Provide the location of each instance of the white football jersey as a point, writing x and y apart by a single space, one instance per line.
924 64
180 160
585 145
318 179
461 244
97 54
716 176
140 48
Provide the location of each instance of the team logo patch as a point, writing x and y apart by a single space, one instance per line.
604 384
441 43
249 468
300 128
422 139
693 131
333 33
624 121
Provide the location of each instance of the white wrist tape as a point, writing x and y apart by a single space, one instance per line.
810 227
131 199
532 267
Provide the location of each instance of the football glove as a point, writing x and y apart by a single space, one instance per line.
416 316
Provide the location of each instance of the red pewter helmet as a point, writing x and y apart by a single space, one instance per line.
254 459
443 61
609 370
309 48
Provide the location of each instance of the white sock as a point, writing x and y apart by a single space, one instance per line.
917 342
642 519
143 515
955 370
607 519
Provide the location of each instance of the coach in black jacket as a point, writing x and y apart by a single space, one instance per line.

- - -

What you will do: Copy word for word everything above, from the line containing "Provide the location of each instance of the red" down through the end of the records, with both of those ends included.

Solution to the exercise:
Provide the location of each instance of the red pewter helmet as a point, writing x and y apart by a single space, one instance per line.
254 459
443 61
609 370
309 48
Provide the location of each instance of the white sock as a point, writing x and y apart by a single space, one instance per line.
917 342
642 519
143 515
955 370
607 519
Provide the location of each instance of the coach in black jacket as a point, writing x and y apart by a single space, one instance per line.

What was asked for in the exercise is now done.